* _THINGS TO DO_
[A] Reproduce the part of the spaCy basics notebook starting with "Spacy Basics" and going on through "syntax and entities.".
[B] For each statement about the spaCy basics notebook, answer yes or no and quote the words of the notebook that settle it: (i) The token "Tesla" is tagged as a proper noun. (ii) The pipeline includes a lemmatizer. (iii) en_core_web_sm is called a large English pipeline.
[C] Carry the spaCy basics notebook on past its final line.

* _PASSAGE TO READ_
▬▬▬▬▬▬▬▬▬▬
Spacy Basics


In [None]:
import spacy

In [None]:
# en_core_web_sm is a small English pipeline trained on written web text (blogs, news, comments), that includes vocabulary, syntax and entities.
nlp = spacy.load("en_core_web_sm")

In [None]:
doc = nlp(u'Tesla is looking at buying U.S. startup for $6 million.') # this is gonna parse the sentence each word into "token"

In [None]:
for token in doc :
  print(token.text, token.pos_)

Tesla NOUN
is AUX
looking VERB
at ADP
buying VERB
U.S. PROPN
startup NOUN
for ADP
$ SYM
6 NUM
million NUM
. PUNCT


In [None]:
nlp.pipeline

[('tok2vec', <spacy.pipeline.tok2vec.Tok2Vec at 0x7fba7f060b40>),
 ('tagger', <spacy.pipeline.tagger.Tagger at 0x7fba7f060830>),
 ('parser', <spacy.pipeline.dep_parser.DependencyParser at 0x7fba7ed5c4d0>),
 ('attribute_ruler',
  <spacy.pipeline.attributeruler.AttributeRuler at 0x7fba7ec99be0>),
 ('lemmatizer',
  <spacy.lang.en.lemmatizer.EnglishLemmatizer at 0x7fba7ec8b0f0>),
 ('ner', <spacy.pipeline.ner.EntityRecognizer at 0x7fba7ed48ed0>)]

In [None]:
nlp.pipe_names

['tok2vec', 'tagger', 'parser', 'attribute_ruler', 'lemmatizer', 'ner']

In [None]:
doc[0].pos_

'NOUN'

In [None]:
print(doc[0].text)
▬▬▬▬▬▬▬▬▬▬
* _DATA UNDER STUDY_
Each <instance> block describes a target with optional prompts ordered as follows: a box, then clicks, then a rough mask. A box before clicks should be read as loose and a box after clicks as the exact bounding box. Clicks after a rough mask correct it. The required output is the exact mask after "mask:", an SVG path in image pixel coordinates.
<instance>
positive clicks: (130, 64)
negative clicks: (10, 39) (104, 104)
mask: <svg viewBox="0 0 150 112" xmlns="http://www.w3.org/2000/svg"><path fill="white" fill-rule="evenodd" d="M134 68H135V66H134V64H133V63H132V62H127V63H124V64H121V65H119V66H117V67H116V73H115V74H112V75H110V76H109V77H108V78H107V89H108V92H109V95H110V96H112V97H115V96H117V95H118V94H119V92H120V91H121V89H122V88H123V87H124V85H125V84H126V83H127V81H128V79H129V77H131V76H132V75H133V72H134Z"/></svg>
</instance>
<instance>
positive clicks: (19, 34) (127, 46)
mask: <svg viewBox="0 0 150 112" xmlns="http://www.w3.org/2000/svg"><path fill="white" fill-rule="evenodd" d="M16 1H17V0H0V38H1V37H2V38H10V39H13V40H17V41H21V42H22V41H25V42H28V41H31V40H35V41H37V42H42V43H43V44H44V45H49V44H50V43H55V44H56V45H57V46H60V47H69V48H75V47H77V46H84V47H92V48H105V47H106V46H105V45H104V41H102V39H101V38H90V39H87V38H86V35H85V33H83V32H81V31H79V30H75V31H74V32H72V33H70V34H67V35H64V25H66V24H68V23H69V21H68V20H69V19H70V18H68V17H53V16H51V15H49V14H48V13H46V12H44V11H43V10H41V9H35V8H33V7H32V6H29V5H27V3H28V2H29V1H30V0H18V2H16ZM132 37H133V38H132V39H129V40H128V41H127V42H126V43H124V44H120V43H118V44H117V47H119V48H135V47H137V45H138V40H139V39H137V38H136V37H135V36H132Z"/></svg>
▬▬▬▬▬▬▬▬▬▬
* _PER-TASK ANSWERS_
[A]
Spacy Basics


In [None]:
import spacy

In [None]:
# en_core_web_sm is a small English pipeline trained on written web text (blogs, news, comments), that includes vocabulary, syntax and entities.

[B]
(i) No: "Tesla NOUN"
(ii) Yes: "['tok2vec', 'tagger', 'parser', 'attribute_ruler', 'lemmatizer', 'ner']"
(iii) No: "en_core_web_sm is a small English pipeline"

[C]
Tesla


In [None]:
print(doc[0].lemma_)

tesla


In [None]:
print(doc[0].shape_)

Xxxxx


In [None]:
doc2 = nlp(u"Hi. My name is Selen. Nice to meet you.")
for sentence in doc2.sents:
  print(sentence)

Hi.
My name is Selen.
Nice to meet you.


Tokenization

Tokenization is breaking the raw text into small chunks.

In [None]:
mystring = '" We\'re moving to L.A.! "'
print(mystring)

" We're moving to L.A.! "


In [None]:
doc = nlp(mystring)
for token in doc:
  print(token.text)

"
We
're
moving
to
L.A.
!
"


In [None]:
for token in doc:
  print(token.text, end=' | ')

" | We | 're | moving | to | L.A. | ! | " | 

In [None]:
doc2 = nlp(u"Apple to build Hong Kong factory for $6 million")
for entity in doc2.ents:
  print(entity)
  print(entity.label_)
  print(str(spacy.explain(entity.label_)))
  print('\n')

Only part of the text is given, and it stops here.